__Instruction 1__. The meeting page mentions a pre-GDB workshop. On which days of the week was it held?

__Page excerpt__.
US ATLAS Computing Facility

Name: US ATLAS Computing Facility
Start: 2021-06-09T13:00:00-04:00
End: 2021-06-09T14:45:00-04:00
Location: No location set

Wednesday 9 Jun 2021, 13:00 → 14:45 US/Eastern

Description

Facilities Team Google Drive Folder

Zoom information

Meeting ID: 996 1094 4232

Meeting password: 125

Invite link: https://uchicago.zoom.us/j/99610944232?pwd=ZG1BMG1FcUtvR2c2UnRRU3l3bkRhQT09

- 13:00 → 13:10
  
  WBS 2.3 Facility Management News 10m
  
  Speakers: Robert William Gardner Jr (University of Chicago (US)), Dr Shawn Mc Kee (University of Michigan (US))
  
  The pre-GDB Data Center Network Architectures workshop was held Monday and Tuesday of this week: https://indico.cern.ch/event/1028690/ (Some details about AGLT2 network update/downtime are in Shawn's presentation from Monday).

__Records__.

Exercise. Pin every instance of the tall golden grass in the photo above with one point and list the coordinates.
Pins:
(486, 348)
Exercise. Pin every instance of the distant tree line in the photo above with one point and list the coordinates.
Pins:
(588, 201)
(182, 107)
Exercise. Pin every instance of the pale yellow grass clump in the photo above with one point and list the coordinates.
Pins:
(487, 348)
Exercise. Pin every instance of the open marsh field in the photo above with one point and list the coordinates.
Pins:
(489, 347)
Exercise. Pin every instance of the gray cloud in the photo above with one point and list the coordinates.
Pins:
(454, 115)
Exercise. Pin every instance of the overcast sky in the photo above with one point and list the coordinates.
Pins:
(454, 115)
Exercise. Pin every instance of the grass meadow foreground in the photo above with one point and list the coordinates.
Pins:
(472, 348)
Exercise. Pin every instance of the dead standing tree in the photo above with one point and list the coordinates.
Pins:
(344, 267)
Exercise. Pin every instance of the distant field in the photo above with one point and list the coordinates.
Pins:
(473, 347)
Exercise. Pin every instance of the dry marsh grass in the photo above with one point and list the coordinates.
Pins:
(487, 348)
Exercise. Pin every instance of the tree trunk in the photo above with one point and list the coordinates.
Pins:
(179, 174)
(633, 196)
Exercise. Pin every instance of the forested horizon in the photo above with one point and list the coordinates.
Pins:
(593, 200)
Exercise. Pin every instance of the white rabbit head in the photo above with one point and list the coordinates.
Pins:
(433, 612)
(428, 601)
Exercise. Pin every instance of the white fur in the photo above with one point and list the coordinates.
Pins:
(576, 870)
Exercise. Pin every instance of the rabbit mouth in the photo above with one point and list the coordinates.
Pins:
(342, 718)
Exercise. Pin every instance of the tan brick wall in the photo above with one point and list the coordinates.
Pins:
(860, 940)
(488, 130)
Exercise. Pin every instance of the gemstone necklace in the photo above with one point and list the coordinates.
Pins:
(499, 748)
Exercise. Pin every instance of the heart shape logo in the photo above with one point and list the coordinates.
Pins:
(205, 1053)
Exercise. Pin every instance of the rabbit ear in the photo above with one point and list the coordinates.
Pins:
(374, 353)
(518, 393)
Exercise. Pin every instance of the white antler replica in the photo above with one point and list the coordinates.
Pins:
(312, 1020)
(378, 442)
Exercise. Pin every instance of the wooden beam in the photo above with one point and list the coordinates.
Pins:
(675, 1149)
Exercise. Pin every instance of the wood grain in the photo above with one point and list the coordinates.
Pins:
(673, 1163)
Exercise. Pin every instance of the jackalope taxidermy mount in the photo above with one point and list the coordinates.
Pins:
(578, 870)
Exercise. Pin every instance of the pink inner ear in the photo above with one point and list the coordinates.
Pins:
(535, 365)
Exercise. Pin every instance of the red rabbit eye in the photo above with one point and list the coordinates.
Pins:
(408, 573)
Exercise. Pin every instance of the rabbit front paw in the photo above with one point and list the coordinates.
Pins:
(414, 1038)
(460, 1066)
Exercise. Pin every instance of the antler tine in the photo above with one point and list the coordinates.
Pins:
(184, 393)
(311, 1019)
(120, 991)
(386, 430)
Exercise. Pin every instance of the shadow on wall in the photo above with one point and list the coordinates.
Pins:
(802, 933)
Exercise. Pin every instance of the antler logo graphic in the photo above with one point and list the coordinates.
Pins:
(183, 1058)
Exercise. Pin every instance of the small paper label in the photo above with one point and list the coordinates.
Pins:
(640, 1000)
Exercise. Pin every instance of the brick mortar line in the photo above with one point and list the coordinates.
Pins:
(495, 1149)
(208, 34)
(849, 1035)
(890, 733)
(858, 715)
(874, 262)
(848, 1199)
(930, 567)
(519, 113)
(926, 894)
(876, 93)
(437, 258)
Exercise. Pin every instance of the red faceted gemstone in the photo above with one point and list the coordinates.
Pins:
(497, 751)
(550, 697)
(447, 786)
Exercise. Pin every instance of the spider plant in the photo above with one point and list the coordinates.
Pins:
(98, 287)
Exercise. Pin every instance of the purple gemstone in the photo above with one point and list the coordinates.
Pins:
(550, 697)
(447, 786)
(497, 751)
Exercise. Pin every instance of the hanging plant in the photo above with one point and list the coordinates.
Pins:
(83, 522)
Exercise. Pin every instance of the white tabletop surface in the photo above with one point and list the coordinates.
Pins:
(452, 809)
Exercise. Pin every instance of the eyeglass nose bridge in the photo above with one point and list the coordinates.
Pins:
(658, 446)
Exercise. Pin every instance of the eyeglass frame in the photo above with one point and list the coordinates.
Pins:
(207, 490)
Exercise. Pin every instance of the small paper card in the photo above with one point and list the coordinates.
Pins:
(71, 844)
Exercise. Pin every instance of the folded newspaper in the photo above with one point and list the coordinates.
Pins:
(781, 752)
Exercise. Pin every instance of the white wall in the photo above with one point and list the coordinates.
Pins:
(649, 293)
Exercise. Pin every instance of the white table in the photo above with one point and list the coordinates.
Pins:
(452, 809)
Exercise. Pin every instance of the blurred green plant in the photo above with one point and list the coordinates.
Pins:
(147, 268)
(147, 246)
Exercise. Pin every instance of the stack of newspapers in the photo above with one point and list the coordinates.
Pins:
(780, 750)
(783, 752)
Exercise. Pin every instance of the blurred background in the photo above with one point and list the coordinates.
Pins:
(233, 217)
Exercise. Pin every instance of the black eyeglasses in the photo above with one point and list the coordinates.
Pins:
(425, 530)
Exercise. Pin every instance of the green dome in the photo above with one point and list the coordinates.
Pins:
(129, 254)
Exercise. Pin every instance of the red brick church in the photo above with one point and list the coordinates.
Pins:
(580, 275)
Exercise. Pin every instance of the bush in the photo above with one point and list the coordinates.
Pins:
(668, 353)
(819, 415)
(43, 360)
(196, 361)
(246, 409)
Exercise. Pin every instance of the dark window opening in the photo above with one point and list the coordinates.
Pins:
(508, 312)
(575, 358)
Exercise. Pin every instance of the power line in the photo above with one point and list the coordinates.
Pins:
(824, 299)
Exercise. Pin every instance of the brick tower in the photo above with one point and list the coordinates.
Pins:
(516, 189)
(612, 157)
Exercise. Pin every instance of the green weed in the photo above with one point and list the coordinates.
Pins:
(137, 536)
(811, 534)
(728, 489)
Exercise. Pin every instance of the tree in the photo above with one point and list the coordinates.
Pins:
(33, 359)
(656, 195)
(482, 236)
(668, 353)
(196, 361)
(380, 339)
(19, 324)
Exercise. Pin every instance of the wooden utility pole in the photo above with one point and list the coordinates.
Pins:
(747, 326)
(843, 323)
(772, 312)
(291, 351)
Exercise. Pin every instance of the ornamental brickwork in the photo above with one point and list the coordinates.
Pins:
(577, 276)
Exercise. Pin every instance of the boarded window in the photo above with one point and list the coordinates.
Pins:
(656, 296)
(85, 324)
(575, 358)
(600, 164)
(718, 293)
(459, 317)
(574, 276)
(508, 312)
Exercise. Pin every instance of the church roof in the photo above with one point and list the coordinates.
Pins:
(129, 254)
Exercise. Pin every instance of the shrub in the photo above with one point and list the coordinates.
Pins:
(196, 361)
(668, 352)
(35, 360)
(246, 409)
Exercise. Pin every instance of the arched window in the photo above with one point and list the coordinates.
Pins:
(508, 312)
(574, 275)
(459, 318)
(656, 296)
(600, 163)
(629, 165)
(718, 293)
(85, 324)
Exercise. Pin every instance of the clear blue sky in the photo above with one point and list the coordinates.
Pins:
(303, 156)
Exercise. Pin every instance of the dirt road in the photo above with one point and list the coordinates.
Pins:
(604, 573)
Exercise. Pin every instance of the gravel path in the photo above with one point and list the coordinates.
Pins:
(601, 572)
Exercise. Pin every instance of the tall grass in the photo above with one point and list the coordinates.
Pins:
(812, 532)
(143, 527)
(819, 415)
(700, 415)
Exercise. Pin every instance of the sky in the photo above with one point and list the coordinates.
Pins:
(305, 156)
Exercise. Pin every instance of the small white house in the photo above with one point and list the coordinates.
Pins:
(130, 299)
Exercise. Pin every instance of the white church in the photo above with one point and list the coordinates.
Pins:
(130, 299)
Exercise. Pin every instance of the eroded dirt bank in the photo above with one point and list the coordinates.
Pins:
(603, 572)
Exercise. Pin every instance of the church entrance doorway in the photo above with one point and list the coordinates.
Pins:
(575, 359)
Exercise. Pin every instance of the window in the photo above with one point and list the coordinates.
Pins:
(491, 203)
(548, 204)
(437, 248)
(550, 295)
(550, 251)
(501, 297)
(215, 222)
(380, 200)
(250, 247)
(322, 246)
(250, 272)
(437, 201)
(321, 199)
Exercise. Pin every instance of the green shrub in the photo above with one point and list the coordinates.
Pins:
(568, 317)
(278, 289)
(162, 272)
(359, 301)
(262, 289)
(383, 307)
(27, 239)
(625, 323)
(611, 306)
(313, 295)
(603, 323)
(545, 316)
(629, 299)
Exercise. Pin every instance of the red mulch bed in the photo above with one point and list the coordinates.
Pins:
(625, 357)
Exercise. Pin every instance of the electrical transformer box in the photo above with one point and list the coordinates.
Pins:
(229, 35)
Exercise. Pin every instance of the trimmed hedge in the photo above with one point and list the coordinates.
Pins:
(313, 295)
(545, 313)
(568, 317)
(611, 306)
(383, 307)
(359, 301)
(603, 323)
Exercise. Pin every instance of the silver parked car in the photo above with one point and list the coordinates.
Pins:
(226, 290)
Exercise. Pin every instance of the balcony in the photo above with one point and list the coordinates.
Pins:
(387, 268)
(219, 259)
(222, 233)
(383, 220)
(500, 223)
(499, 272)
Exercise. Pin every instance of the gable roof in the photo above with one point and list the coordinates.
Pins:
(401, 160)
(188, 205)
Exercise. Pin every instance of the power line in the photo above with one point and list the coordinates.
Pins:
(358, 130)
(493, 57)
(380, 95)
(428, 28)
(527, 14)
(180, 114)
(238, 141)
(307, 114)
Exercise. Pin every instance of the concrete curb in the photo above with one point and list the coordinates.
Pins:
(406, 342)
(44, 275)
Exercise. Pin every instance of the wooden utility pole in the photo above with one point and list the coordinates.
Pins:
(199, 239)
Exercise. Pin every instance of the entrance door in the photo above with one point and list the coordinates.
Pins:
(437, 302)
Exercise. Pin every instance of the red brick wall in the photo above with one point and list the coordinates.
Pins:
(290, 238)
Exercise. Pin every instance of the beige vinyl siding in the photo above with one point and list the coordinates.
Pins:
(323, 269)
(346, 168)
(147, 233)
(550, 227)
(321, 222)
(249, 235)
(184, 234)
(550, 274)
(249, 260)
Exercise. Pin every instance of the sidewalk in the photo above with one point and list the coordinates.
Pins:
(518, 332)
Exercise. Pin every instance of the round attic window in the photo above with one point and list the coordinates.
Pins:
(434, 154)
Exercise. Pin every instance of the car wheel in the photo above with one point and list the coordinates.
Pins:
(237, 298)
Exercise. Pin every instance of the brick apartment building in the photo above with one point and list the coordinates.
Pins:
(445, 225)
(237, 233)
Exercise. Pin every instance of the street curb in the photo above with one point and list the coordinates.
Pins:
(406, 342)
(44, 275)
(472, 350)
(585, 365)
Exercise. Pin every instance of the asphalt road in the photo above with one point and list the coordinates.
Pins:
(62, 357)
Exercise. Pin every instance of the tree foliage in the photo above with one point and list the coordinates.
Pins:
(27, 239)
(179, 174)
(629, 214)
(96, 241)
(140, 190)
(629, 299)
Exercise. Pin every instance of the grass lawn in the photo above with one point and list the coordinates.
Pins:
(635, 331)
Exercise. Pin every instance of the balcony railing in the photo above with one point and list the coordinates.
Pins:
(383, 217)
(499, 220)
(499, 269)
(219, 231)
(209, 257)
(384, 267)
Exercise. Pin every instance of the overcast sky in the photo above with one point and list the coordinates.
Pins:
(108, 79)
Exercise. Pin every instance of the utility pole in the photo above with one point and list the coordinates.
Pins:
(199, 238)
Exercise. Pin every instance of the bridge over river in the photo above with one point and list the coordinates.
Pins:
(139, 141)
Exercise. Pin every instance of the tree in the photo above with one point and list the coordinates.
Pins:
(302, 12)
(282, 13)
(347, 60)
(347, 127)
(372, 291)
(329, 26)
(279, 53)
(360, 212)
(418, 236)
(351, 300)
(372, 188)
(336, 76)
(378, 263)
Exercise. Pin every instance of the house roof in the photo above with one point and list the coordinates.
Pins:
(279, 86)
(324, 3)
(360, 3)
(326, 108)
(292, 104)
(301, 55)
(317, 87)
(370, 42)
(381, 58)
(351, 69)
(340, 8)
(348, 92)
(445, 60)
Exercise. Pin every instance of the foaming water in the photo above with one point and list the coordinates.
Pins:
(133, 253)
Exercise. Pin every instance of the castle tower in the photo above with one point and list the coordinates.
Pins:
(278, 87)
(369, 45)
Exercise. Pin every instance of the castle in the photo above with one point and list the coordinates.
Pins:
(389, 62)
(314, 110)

__Instruction 2__. Return the listing lines from the line containing "Exercise. Pin every instance of the foaming" through the end of the listing.

__Correct response 1__. It was held on Monday and Tuesday of that week.

__Correct response 2__.
Exercise. Pin every instance of the foaming water in the photo above with one point and list the coordinates.
Pins:
(133, 253)
Exercise. Pin every instance of the castle tower in the photo above with one point and list the coordinates.
Pins:
(278, 87)
(369, 45)
Exercise. Pin every instance of the castle in the photo above with one point and list the coordinates.
Pins:
(389, 62)
(314, 110)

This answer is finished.